Saved data entries
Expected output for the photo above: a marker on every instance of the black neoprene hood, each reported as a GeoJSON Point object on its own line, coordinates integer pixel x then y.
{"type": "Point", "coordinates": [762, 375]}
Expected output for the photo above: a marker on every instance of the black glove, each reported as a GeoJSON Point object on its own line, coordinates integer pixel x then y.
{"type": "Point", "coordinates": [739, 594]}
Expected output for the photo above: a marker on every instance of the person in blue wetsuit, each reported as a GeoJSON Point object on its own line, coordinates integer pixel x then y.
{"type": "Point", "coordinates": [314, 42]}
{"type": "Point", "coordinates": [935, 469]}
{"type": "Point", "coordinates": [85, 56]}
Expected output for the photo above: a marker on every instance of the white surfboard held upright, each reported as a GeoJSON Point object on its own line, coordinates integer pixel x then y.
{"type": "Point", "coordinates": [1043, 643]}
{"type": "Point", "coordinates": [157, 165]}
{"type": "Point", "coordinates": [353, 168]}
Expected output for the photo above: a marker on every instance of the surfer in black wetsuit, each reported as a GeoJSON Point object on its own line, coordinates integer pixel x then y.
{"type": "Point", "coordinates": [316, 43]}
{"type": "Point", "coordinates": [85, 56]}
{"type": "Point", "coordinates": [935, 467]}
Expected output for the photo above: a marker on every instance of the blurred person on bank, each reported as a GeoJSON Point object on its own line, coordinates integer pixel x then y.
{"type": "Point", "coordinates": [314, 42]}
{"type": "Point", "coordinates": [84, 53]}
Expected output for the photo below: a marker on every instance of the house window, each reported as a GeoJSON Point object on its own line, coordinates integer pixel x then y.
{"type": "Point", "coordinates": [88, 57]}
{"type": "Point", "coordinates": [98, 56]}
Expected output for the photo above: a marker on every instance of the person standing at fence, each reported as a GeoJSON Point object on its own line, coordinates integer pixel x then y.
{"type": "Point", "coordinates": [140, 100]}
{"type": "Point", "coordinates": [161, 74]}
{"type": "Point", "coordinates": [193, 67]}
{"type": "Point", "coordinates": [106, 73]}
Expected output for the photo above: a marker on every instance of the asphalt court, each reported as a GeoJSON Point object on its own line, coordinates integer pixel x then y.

- What the exercise asks -
What you should do is return the records above exactly, leaving nothing out.

- Output for this exercise -
Expected output for the photo above: a marker on every instance of the black neoprene hood, each reported as a GeoJSON Point object on its own line, coordinates integer pixel x then y.
{"type": "Point", "coordinates": [762, 375]}
Expected output for the photo above: a marker on every instance of the black glove, each reported as a GeoJSON Point object on its own line, coordinates integer pixel x then y.
{"type": "Point", "coordinates": [739, 594]}
Expected output for the photo above: a marker on every instance of the person in blue wetsuit, each reported as a GeoJSON Point object on its own line, coordinates integer pixel x then y.
{"type": "Point", "coordinates": [314, 42]}
{"type": "Point", "coordinates": [935, 469]}
{"type": "Point", "coordinates": [85, 56]}
Expected output for the photo above: a marker on every instance of the white surfboard held upright, each reported as a GeoJSON Point object on its own line, coordinates integer pixel x then y.
{"type": "Point", "coordinates": [1043, 643]}
{"type": "Point", "coordinates": [157, 165]}
{"type": "Point", "coordinates": [353, 168]}
Expected output for the photo above: a marker on every instance of the surfer in black wetsuit, each reported as a GeoJSON Point object on its own line, coordinates integer pixel x then y.
{"type": "Point", "coordinates": [316, 43]}
{"type": "Point", "coordinates": [85, 56]}
{"type": "Point", "coordinates": [935, 467]}
Expected output for the photo above: a marker on every instance of the blurred person on bank, each reported as a GeoJSON Point object on its own line, coordinates integer pixel x then y.
{"type": "Point", "coordinates": [314, 42]}
{"type": "Point", "coordinates": [84, 53]}
Expected output for the photo below: a marker on every instance of the house window, each reported as a GeoJSON Point object on its own line, coordinates integer pixel x then y.
{"type": "Point", "coordinates": [88, 57]}
{"type": "Point", "coordinates": [98, 56]}
Expected output for the photo above: a marker on every instance of the person standing at fence, each reported as a GeoJSON Point object on its own line, coordinates integer pixel x then y.
{"type": "Point", "coordinates": [140, 100]}
{"type": "Point", "coordinates": [161, 74]}
{"type": "Point", "coordinates": [193, 67]}
{"type": "Point", "coordinates": [106, 73]}
Expected output for the photo above: a marker on every instance of the asphalt court, each reported as a GeoJSON Point object on its own line, coordinates integer pixel x then y.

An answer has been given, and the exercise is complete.